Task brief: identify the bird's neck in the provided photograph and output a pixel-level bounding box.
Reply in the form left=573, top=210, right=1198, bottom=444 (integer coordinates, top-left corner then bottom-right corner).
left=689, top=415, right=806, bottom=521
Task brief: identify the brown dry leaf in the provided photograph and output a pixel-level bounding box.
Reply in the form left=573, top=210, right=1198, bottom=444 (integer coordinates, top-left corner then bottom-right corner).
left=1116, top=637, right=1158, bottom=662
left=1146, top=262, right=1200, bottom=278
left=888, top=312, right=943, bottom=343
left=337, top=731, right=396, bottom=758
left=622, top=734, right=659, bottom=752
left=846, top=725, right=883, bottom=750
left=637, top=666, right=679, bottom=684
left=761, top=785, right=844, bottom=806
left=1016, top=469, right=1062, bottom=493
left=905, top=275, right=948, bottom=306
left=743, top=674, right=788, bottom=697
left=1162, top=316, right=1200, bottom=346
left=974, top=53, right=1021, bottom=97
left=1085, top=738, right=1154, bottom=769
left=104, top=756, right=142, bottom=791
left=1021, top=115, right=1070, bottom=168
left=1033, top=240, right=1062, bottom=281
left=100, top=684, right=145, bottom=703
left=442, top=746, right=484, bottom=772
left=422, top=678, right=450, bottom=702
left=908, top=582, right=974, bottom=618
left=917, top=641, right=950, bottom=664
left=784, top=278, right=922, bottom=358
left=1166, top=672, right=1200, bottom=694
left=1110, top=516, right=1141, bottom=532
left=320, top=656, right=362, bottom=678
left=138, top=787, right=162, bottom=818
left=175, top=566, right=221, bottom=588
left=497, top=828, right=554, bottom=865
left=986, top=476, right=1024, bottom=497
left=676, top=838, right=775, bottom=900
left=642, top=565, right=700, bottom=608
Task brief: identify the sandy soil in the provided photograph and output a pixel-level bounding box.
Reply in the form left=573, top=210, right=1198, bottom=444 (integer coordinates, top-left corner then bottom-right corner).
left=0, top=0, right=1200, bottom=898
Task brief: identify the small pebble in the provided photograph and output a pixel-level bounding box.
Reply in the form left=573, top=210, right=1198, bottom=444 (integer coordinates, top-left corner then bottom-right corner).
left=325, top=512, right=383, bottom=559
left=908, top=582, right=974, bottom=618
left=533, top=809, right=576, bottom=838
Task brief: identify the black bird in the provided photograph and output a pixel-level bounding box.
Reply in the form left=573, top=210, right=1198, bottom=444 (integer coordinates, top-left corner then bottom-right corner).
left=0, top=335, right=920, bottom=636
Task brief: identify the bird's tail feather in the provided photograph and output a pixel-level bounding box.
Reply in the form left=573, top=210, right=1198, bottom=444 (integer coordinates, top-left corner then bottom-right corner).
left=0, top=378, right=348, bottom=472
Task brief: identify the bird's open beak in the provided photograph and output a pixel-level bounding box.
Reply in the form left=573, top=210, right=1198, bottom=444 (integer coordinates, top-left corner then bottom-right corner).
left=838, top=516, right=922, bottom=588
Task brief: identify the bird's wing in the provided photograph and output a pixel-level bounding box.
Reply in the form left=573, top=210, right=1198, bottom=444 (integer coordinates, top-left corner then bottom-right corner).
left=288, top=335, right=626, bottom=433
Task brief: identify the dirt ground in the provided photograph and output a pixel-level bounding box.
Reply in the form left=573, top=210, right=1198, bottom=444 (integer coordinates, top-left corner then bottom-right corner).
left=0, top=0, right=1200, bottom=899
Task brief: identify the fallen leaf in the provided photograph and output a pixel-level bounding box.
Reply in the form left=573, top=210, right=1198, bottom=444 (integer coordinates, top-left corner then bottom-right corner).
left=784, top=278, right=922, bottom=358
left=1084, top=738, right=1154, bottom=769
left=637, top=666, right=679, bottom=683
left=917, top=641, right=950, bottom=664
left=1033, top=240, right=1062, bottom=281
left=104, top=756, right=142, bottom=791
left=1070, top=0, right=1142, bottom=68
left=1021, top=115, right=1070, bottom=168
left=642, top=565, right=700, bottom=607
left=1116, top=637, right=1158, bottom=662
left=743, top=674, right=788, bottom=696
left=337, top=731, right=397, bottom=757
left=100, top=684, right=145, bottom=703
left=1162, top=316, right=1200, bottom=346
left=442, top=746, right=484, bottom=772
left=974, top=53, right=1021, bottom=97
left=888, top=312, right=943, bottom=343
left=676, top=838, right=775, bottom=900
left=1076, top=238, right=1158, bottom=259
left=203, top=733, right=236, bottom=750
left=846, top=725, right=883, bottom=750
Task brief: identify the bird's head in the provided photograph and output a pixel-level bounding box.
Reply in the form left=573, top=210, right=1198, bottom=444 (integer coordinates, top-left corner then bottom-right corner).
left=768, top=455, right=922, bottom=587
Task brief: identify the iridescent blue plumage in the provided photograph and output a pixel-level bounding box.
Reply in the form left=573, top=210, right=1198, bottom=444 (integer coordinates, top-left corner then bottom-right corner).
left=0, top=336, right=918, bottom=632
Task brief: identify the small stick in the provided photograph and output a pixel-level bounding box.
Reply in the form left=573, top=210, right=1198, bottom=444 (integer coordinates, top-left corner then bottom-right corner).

********

Reproduce word for word the part of the rows above that opens with the line containing "Task brief: identify the iridescent" and closes with the line containing "left=0, top=336, right=918, bottom=632", including both of those lines.

Task brief: identify the iridescent blue plumage in the provided photograph and output a pixel-level bounding box.
Reply in the form left=573, top=210, right=1198, bottom=444 (integer coordinates, top-left corner then bottom-right corner).
left=0, top=336, right=918, bottom=632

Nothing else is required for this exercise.